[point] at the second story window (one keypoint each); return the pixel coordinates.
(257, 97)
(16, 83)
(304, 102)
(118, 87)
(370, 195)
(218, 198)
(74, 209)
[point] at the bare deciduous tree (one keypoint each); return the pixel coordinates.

● ● ● ● ●

Task requirements: The reply should consist of the records, reproduced exactly.

Solved problem:
[point] at the second story window (one keypoint each); return the pixel coordinates.
(257, 97)
(16, 83)
(304, 102)
(118, 87)
(370, 195)
(218, 198)
(74, 209)
[point] at the bare deciduous tree (one keypoint each); return the pixel coordinates.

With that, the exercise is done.